[Set of tasks]
1. List every variant of the car named in the text on the Hyundai Eon's airbags and crash ratings, including the engine size wherever the text gives one.
2. Resume the text on the Hyundai Eon's airbags and crash ratings, writing on from its final line.

[Text shown]

Models available in the Philippines (before 2016 MY) are sold with airbags on the top-spec GLS variant but not on the GLX (starting 2016 MY) and GL variant. However, in the Indian market, a driver's side airbag is standard on Sportz and Magna+ (1.0 L) variants, and optional on Era+ and Magna+ (0.8 L) models.
In 2016, tests conducted by Global NCAP 1.0 awarded the Eon for India (without airbag and with no ABS) with a 0-star rating (based on Latin NCAP 2013). Many entry-level competitors sold in the Indian market also achieved this rating. Driver protection was rated as poor and front passenger protection was rated marginal (albeit with possible danger of knee impact).

Global NCAP 1.0 test results (India) Hyundai Eon – No Airbags (2016, similar to Latin NCAP 2013)
| Test | Score | Stars |
|---|---|---|
| Adult occupant protection | 0.00/17.00 |  |
| Child occupant protection | 20.42/49.00 | Star |

ASEAN NCAP test results Hyundai Eon (2015)

Point-per-instance localization data
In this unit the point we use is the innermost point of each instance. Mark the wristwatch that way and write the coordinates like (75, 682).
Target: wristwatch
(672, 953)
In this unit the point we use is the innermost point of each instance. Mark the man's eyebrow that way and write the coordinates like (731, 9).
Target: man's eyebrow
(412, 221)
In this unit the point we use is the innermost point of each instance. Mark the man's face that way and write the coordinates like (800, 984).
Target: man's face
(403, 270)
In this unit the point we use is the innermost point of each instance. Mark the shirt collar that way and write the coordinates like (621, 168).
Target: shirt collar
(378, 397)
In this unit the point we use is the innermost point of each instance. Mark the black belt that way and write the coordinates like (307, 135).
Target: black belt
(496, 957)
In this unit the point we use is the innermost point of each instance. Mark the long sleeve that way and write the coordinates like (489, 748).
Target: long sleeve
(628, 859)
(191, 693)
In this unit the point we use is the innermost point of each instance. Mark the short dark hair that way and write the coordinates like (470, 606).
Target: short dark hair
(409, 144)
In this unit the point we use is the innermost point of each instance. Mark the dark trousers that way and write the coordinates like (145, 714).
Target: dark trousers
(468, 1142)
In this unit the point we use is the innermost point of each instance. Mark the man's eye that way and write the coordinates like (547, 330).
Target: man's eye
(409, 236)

[Results of the tasks]
1.
GLS
GLX
GL
Sportz
Magna+ (1.0 L)
Era+
Magna+ (0.8 L)

2.
| Test | Points | Stars |
|---|---|---|
| Adult occupant: | 0.00 |  |
| Child occupant: | 27% | Star |
| Safety assist: | NA |  |

==Discontinuation==
In August 2018, Hyundai Motor India Pvt. Ltd announced that the Eon will be discontinued by the end of September 2019, as the car is not compliant with new safety regulations that will be implemented in October 2019 and the Bharat Stage VI emissions regulations that will be enforced in April 2020. Its replacement, the third generation Santro, had been released before the festive season of 2018.